Pointing and labeling entries

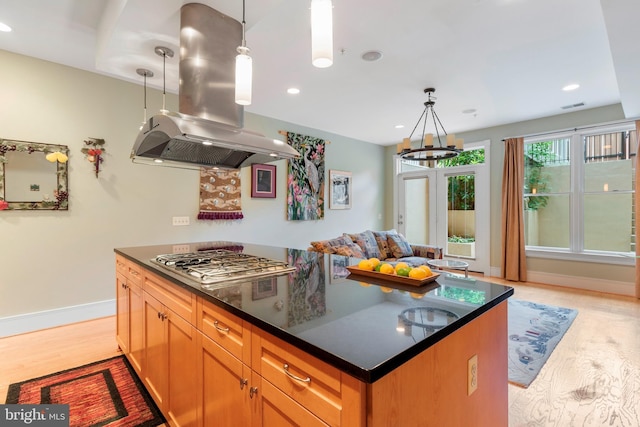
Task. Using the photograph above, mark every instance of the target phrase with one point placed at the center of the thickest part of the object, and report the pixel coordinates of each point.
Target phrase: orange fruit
(387, 269)
(365, 264)
(401, 265)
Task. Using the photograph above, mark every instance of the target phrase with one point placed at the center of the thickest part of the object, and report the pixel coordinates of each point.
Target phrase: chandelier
(442, 146)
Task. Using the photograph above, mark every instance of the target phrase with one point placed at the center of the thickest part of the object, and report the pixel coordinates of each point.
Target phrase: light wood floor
(591, 379)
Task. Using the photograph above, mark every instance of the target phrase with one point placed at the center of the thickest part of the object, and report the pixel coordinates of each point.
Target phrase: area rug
(534, 331)
(105, 393)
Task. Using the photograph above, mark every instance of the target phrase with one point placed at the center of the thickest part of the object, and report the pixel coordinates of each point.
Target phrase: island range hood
(208, 130)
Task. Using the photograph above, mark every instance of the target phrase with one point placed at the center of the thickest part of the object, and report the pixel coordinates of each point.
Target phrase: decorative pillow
(399, 245)
(383, 244)
(351, 250)
(367, 243)
(327, 245)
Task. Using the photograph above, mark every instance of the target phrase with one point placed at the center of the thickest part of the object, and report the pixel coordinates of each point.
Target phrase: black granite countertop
(362, 326)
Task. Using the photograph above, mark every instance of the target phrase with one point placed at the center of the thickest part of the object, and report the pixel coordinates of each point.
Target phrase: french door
(449, 208)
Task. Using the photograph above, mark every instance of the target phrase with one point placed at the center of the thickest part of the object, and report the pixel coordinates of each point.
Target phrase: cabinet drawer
(226, 329)
(306, 379)
(180, 301)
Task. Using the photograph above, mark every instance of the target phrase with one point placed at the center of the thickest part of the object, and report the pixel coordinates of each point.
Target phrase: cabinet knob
(295, 377)
(252, 391)
(220, 328)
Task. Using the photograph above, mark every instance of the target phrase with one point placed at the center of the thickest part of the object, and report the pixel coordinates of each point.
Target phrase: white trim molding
(29, 322)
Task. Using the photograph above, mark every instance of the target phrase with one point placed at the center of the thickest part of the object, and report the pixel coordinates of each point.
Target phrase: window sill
(597, 257)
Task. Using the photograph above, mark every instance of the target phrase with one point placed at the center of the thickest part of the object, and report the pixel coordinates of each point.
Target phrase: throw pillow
(351, 250)
(399, 245)
(383, 244)
(367, 243)
(327, 245)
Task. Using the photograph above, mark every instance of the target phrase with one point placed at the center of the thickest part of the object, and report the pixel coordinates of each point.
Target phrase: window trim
(576, 251)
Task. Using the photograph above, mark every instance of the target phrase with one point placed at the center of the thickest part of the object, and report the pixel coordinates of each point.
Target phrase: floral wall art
(305, 179)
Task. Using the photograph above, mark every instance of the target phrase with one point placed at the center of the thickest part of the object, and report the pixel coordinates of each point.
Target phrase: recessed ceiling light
(372, 55)
(572, 86)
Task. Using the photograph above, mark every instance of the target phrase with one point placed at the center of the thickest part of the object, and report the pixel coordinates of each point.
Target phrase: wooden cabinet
(170, 350)
(310, 389)
(129, 311)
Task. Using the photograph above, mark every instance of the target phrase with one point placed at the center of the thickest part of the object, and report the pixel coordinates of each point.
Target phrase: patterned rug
(534, 331)
(105, 393)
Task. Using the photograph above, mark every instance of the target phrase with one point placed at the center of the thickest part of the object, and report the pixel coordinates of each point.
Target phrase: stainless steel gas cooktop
(219, 266)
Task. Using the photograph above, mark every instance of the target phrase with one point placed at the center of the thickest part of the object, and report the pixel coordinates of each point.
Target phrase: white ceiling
(507, 59)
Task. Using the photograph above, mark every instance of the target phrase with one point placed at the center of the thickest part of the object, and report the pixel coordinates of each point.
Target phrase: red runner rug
(105, 393)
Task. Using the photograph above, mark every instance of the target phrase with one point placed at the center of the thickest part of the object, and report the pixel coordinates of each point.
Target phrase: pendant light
(244, 69)
(145, 73)
(430, 148)
(164, 52)
(321, 33)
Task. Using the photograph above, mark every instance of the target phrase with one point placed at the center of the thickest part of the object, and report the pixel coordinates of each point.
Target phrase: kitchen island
(314, 346)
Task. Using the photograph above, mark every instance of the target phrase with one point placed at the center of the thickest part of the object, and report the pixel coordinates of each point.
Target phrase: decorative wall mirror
(33, 176)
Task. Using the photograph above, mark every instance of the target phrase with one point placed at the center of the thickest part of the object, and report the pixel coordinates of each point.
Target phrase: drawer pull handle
(286, 371)
(252, 391)
(220, 328)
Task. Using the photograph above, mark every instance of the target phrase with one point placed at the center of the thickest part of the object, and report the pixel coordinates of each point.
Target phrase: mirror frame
(61, 201)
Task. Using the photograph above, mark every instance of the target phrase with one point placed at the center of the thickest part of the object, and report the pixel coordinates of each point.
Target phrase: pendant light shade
(321, 33)
(244, 76)
(244, 69)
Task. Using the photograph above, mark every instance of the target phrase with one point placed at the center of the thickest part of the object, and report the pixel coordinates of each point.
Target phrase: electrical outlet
(472, 375)
(181, 249)
(180, 220)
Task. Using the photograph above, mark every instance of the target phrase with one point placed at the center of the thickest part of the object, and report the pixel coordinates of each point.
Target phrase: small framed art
(263, 180)
(339, 190)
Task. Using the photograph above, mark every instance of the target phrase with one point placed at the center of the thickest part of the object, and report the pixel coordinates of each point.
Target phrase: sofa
(388, 246)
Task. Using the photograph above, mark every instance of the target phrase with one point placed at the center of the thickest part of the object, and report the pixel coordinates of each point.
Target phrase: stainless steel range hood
(208, 129)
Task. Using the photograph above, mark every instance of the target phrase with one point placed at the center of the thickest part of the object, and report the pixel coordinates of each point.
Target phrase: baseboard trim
(30, 322)
(584, 283)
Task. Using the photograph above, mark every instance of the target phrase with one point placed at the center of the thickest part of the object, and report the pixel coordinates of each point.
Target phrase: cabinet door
(154, 370)
(223, 386)
(136, 321)
(181, 373)
(122, 313)
(276, 409)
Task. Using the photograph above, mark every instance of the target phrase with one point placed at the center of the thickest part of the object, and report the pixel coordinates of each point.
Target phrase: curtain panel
(514, 262)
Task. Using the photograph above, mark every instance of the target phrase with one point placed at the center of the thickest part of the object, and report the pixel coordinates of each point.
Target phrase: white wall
(53, 260)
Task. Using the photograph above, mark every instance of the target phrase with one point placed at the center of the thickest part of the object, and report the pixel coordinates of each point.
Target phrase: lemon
(365, 264)
(387, 269)
(404, 271)
(401, 265)
(374, 261)
(427, 269)
(418, 273)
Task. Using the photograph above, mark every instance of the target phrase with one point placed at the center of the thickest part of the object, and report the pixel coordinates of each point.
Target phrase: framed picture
(264, 288)
(263, 180)
(339, 190)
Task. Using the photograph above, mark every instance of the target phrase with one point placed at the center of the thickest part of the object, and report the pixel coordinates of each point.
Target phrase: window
(579, 192)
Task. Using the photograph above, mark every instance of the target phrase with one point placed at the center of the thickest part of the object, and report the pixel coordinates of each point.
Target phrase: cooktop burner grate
(220, 265)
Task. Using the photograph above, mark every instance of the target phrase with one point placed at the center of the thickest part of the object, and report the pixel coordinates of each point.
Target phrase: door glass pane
(546, 221)
(461, 219)
(416, 221)
(608, 222)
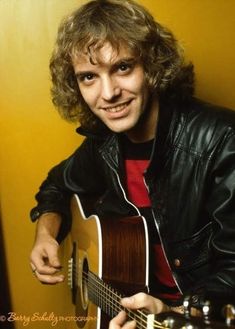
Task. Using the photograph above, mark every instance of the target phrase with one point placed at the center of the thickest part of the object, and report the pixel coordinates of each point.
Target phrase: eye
(86, 78)
(123, 67)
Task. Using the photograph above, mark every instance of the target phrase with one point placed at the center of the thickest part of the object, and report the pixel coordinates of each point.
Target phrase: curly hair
(119, 22)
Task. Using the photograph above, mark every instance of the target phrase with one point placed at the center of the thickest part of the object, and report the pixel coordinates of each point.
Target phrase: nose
(110, 88)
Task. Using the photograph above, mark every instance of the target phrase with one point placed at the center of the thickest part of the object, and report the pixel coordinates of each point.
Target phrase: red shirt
(135, 166)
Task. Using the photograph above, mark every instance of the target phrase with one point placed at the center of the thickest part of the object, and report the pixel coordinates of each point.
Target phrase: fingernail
(128, 300)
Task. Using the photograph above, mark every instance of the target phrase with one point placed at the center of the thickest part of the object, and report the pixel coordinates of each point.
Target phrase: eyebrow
(126, 60)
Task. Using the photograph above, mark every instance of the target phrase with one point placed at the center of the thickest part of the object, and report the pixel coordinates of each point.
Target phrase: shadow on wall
(5, 301)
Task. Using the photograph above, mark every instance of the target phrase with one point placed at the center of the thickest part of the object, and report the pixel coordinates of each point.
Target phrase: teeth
(116, 108)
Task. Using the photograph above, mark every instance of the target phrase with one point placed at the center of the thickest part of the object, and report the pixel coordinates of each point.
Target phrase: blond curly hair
(119, 22)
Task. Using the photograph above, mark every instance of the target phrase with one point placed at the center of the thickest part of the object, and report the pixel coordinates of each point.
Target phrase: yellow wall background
(34, 138)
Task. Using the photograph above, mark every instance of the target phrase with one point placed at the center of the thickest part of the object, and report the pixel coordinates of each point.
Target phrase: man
(151, 148)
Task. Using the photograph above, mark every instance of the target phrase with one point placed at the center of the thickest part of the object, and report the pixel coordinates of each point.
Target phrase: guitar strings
(134, 316)
(96, 284)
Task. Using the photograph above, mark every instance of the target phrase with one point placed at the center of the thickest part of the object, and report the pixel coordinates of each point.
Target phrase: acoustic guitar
(109, 260)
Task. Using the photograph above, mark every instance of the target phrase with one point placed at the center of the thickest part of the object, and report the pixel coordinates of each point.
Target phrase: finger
(53, 259)
(49, 279)
(119, 322)
(142, 301)
(42, 267)
(45, 262)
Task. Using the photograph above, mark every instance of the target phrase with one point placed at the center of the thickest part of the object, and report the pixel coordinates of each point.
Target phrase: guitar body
(110, 259)
(116, 250)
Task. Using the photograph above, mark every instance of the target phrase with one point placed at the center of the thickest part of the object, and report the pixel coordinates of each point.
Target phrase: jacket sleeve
(220, 285)
(75, 175)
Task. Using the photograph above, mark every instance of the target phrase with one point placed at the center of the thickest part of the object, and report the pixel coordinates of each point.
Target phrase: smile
(117, 108)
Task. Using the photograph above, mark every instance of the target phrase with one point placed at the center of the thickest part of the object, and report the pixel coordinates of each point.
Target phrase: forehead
(105, 54)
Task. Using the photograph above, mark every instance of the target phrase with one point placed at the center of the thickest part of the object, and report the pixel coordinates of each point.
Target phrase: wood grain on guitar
(110, 259)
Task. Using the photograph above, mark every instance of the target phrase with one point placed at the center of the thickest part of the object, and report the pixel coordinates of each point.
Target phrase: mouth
(117, 108)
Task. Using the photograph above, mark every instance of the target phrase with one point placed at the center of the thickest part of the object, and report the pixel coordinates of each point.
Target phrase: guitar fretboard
(108, 299)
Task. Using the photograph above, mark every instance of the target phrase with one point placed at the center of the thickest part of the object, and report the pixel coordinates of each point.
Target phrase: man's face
(113, 85)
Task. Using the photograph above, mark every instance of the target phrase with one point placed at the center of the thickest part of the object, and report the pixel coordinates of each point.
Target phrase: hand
(139, 301)
(44, 258)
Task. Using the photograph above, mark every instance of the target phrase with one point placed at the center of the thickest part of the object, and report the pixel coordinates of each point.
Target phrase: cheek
(89, 96)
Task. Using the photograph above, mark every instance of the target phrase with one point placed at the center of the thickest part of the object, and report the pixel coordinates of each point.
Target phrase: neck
(145, 129)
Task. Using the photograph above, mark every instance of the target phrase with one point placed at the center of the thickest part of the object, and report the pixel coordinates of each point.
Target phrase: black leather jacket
(191, 183)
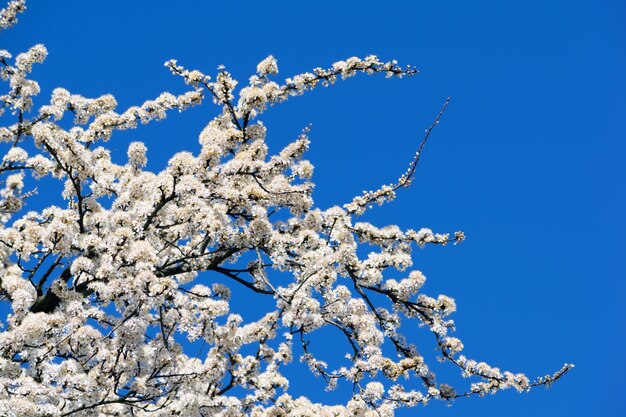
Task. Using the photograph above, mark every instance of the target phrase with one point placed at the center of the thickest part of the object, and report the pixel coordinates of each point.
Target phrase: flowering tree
(107, 293)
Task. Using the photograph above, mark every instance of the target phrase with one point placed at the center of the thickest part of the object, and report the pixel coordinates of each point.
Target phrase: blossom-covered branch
(121, 289)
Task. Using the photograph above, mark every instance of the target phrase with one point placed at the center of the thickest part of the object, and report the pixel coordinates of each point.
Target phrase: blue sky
(528, 159)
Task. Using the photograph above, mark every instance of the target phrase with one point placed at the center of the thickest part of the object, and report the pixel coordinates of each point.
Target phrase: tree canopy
(108, 292)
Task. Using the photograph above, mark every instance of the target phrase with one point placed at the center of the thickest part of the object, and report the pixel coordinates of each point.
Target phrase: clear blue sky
(528, 160)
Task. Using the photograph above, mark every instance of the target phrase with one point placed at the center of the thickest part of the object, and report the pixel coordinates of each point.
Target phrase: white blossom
(117, 268)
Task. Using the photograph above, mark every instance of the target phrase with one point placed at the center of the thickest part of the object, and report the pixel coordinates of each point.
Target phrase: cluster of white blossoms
(108, 293)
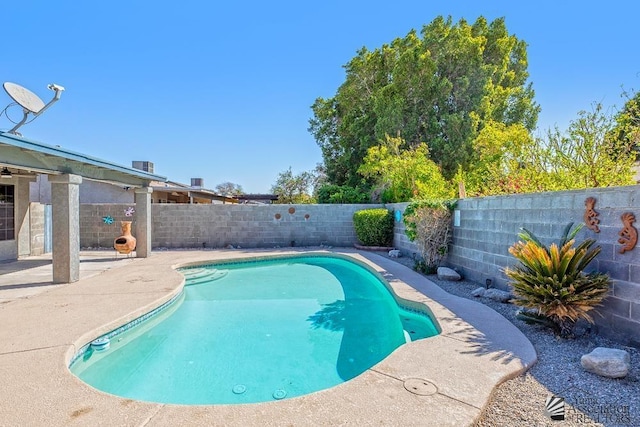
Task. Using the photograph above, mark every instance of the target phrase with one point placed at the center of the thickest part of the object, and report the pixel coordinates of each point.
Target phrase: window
(6, 213)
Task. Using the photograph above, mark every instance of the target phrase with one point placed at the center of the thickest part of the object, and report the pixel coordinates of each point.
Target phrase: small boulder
(498, 295)
(446, 273)
(607, 362)
(478, 292)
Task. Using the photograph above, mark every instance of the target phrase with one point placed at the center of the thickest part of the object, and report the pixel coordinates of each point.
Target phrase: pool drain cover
(420, 387)
(239, 388)
(279, 394)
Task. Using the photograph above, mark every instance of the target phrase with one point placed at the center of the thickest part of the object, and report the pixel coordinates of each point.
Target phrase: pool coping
(443, 380)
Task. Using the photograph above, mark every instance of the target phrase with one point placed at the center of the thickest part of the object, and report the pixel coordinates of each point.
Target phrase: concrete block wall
(217, 226)
(490, 225)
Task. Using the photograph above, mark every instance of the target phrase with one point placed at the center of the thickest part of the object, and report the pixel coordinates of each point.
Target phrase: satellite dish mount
(29, 101)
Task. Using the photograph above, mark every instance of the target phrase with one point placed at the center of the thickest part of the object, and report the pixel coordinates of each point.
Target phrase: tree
(229, 189)
(627, 128)
(292, 188)
(440, 86)
(587, 155)
(404, 174)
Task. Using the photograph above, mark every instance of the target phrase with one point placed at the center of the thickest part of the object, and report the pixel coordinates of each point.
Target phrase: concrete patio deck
(440, 381)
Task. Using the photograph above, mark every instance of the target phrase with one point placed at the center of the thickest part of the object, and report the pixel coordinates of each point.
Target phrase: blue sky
(222, 91)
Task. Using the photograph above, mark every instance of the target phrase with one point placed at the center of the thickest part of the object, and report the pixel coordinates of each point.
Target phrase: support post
(65, 206)
(143, 221)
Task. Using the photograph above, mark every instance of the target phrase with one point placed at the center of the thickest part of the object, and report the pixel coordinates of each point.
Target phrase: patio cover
(66, 169)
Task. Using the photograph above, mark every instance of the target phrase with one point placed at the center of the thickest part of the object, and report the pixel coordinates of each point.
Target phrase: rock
(498, 295)
(478, 292)
(607, 362)
(446, 273)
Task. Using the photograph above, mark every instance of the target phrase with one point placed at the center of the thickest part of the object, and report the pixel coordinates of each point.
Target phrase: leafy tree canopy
(404, 174)
(292, 188)
(440, 86)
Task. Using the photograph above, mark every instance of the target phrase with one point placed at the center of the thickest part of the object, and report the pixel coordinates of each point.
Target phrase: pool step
(196, 276)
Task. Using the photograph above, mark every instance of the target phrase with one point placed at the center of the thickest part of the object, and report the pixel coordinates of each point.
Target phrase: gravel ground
(589, 399)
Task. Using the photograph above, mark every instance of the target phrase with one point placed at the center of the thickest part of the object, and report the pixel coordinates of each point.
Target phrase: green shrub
(330, 193)
(374, 227)
(428, 224)
(551, 283)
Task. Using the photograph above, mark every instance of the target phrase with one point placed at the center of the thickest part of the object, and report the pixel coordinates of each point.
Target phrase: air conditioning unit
(143, 166)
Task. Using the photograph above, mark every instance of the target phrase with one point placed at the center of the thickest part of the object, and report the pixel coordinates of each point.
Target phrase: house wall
(90, 192)
(217, 226)
(36, 219)
(490, 225)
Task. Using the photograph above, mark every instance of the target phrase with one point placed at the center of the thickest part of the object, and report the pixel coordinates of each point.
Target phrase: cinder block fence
(483, 231)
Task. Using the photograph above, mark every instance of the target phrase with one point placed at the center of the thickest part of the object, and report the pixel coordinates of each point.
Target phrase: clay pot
(126, 243)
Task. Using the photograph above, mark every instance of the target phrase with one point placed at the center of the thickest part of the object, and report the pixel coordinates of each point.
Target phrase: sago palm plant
(551, 280)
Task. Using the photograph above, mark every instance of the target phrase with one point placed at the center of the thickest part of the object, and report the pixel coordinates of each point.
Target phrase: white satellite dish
(29, 101)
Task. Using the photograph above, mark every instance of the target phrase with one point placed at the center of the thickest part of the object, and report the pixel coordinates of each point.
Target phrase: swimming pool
(246, 332)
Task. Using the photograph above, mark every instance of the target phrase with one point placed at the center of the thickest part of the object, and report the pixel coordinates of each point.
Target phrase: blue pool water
(256, 331)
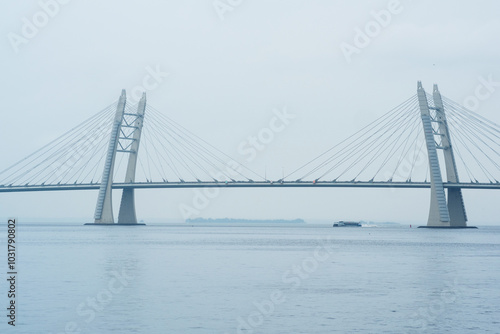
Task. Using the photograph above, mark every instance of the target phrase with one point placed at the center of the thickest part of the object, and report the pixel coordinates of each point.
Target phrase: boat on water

> _Set exercise_: Show every line in the rows above that contains the string "dish", treating uppercase and lowercase as different.

> _Output for this task_:
Target phrase: satellite dish mount
Target phrase: white satellite dish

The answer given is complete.